-- Start DATASET --

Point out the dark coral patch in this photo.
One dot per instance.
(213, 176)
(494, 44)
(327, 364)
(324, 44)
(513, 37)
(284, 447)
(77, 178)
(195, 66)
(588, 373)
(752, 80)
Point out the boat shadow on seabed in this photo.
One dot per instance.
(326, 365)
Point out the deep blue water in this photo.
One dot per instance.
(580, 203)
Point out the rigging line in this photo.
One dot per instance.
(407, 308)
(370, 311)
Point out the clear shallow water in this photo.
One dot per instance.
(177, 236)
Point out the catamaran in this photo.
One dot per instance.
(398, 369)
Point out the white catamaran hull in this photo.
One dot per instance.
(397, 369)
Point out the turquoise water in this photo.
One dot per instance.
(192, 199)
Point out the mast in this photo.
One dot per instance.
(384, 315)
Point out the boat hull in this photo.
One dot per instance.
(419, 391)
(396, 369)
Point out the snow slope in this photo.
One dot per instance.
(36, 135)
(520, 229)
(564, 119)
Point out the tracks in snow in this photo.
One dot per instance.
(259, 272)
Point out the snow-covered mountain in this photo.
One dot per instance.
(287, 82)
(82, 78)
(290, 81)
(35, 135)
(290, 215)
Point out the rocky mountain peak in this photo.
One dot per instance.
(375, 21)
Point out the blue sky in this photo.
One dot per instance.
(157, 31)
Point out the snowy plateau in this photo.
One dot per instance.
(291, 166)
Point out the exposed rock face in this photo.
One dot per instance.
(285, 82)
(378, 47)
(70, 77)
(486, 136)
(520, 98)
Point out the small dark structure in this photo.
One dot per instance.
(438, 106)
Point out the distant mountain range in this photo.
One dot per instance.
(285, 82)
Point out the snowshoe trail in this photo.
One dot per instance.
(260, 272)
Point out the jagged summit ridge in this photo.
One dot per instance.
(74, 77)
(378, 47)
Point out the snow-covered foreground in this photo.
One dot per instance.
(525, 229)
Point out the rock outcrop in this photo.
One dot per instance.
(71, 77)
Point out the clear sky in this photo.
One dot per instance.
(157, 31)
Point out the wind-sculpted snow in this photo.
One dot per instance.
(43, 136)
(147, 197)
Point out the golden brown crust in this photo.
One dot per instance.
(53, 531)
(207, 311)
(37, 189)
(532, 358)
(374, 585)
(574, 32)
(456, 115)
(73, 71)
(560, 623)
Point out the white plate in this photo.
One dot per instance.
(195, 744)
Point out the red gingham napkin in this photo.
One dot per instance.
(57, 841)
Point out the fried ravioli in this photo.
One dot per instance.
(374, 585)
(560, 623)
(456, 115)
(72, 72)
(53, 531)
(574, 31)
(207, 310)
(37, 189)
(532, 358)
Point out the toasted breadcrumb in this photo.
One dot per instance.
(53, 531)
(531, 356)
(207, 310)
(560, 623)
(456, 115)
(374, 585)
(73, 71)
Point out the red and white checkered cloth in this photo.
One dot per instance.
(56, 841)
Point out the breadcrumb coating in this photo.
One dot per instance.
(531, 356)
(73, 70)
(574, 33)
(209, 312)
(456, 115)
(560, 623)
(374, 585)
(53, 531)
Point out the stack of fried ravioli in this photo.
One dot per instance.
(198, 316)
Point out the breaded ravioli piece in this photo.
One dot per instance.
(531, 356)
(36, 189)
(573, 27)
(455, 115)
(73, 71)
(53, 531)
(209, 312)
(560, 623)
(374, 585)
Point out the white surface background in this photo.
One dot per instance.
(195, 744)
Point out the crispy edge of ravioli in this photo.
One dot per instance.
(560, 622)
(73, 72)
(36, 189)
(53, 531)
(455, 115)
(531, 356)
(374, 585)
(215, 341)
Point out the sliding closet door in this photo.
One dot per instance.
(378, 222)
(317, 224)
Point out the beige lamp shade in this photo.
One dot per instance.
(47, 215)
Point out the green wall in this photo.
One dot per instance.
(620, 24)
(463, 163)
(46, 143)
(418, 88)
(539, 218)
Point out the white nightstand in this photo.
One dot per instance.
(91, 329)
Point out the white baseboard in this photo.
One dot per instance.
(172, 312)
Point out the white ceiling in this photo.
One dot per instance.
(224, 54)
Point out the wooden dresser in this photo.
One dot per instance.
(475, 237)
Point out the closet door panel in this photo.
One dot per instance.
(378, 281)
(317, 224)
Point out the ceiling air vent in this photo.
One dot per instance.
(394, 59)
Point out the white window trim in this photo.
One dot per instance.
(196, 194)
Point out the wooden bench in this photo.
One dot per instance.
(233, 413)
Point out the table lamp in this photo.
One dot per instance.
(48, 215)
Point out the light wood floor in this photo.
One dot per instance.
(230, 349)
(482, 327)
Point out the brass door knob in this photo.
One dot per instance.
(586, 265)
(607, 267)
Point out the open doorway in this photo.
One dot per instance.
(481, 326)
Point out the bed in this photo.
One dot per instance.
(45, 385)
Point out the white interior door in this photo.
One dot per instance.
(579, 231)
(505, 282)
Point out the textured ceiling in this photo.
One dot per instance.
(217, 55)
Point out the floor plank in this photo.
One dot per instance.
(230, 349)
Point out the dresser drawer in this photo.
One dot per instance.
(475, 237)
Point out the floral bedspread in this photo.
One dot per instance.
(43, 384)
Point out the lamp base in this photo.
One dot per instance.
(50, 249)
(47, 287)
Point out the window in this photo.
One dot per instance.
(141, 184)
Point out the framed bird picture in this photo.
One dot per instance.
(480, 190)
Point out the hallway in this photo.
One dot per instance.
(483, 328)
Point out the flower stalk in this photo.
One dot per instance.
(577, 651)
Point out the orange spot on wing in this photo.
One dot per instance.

-- End DATASET --

- SHORT PROBLEM: Write the complete data out, exactly as above.

- CORRECT RESULT:
Point out the dark coral patch in this photo.
One dot per instance.
(213, 176)
(494, 44)
(327, 364)
(324, 44)
(513, 37)
(284, 447)
(77, 178)
(195, 66)
(588, 373)
(752, 80)
Point out the boat shadow on seabed in this photo.
One dot per instance.
(326, 365)
Point out the deep blue water in this photo.
One dot per instance.
(580, 203)
Point out the rigging line in this photo.
One dot per instance.
(407, 308)
(370, 311)
Point out the clear shallow water in this photo.
One dot per instance.
(177, 236)
Point out the catamaran in this photo.
One dot per instance.
(398, 369)
Point out the white catamaran hull in this photo.
One dot per instance.
(397, 369)
Point out the turquoise water in this photo.
One dot per instance.
(192, 199)
Point out the mast in this photo.
One dot per instance.
(384, 315)
Point out the boat hull in this photo.
One dot per instance.
(419, 391)
(396, 369)
Point out the snow slope in this photo.
One dot per instance.
(36, 135)
(520, 229)
(564, 119)
Point out the tracks in snow in this photo.
One dot per instance.
(259, 272)
Point out the snow-covered mountain in this photo.
One dot per instance.
(287, 82)
(82, 78)
(290, 81)
(35, 135)
(290, 215)
Point out the rocky mountain peak in this photo.
One dot per instance.
(375, 21)
Point out the blue sky in this photo.
One dot per instance.
(157, 31)
Point out the snowy plateau in this photo.
One dot per instance.
(291, 166)
Point out the exposed rock face in this photo.
One dot per instance.
(285, 82)
(378, 47)
(70, 77)
(486, 136)
(520, 98)
Point out the small dark structure in this photo.
One dot per instance.
(438, 106)
Point out the distant mountain range in this photo.
One dot per instance.
(285, 82)
Point out the snowshoe trail in this photo.
One dot per instance.
(260, 272)
Point out the jagged summit ridge in this photo.
One dot per instance.
(74, 77)
(378, 47)
Point out the snow-covered foreground in this photo.
One dot per instance.
(525, 229)
Point out the rock outcrop in this photo.
One dot per instance.
(71, 77)
Point out the clear sky in this photo.
One dot per instance.
(157, 31)
Point out the wind-sculpted snow in this photo.
One dot per instance.
(43, 136)
(147, 197)
Point out the golden brown crust in this photo.
One dot per instance.
(53, 531)
(207, 311)
(37, 189)
(532, 358)
(374, 585)
(574, 32)
(456, 115)
(73, 71)
(560, 623)
Point out the white plate in this photo.
One dot per instance.
(195, 744)
Point out the red gingham napkin in this photo.
One dot per instance.
(57, 841)
Point out the fried ravioli in this photo.
One dot per instance.
(374, 585)
(560, 623)
(456, 115)
(72, 72)
(53, 531)
(574, 31)
(207, 310)
(37, 189)
(532, 358)
Point out the toasted breadcrumb in this photo.
One dot per instance.
(53, 531)
(531, 356)
(207, 310)
(560, 623)
(456, 115)
(374, 585)
(73, 71)
Point out the red and white checkered cloth in this photo.
One dot per instance.
(56, 841)
Point out the breadcrumb coating in this photo.
One dot per instance.
(531, 356)
(73, 70)
(574, 33)
(209, 312)
(456, 115)
(560, 623)
(374, 585)
(53, 531)
Point out the stack of fried ravioli in this photo.
One dot per instance.
(198, 316)
Point out the breaded ravioli piece in this photo.
One dot per instance.
(531, 356)
(36, 189)
(573, 27)
(455, 115)
(73, 71)
(53, 531)
(209, 312)
(560, 623)
(374, 585)
Point out the white surface background in this photo.
One dot per instance.
(195, 744)
Point out the crispy edge of ravioli in this photo.
One dot per instance.
(560, 622)
(73, 72)
(36, 189)
(53, 531)
(455, 115)
(531, 356)
(374, 585)
(215, 341)
Point out the sliding closet door in this photo.
One dot per instance.
(378, 222)
(317, 224)
Point out the beige lamp shade in this photo.
One dot per instance.
(47, 215)
Point out the green wall in this photo.
One dot per instance.
(620, 24)
(463, 163)
(46, 143)
(418, 88)
(539, 218)
Point out the white nightstand in this photo.
One dot per instance.
(91, 329)
Point out the white baseboard in this photo.
One dot per instance.
(172, 312)
Point out the white ceiling in this photo.
One dot per instance.
(224, 54)
Point out the wooden dresser in this photo.
One dot per instance.
(475, 237)
Point out the closet door panel in this photo.
One dot per instance.
(378, 281)
(317, 224)
Point out the ceiling air vent in this photo.
One dot per instance.
(394, 59)
Point out the white window trim in this photo.
One dot per instance.
(196, 194)
Point out the wooden bench in this photo.
One dot per instance.
(233, 413)
Point out the table lamp in this photo.
One dot per instance.
(48, 215)
Point out the light wood floor in this photo.
One dot per instance.
(230, 349)
(482, 327)
Point out the brass door knob in this photo.
One dot per instance.
(586, 265)
(607, 267)
Point out the open doorway in this photo.
One dot per instance.
(481, 326)
Point out the bed in this photo.
One dot per instance.
(45, 385)
Point out the white interior door in this photo.
One dot per instance.
(579, 231)
(505, 282)
Point out the textured ceiling in this photo.
One dot per instance.
(217, 55)
Point out the floor plank in this photo.
One dot per instance.
(230, 349)
Point out the dresser drawer in this photo.
One dot per instance.
(475, 237)
Point out the floral bedspread in this photo.
One dot per instance.
(43, 384)
Point out the lamp base in this photo.
One dot per instance.
(50, 249)
(47, 287)
Point out the window in this photo.
One dot per instance.
(141, 184)
Point out the framed bird picture in this photo.
One dot per instance.
(480, 190)
Point out the hallway in this photo.
One dot per instance.
(483, 328)
Point out the flower stalk in this photo.
One dot per instance.
(577, 651)
Point out the orange spot on wing in this photo.
One dot per instance.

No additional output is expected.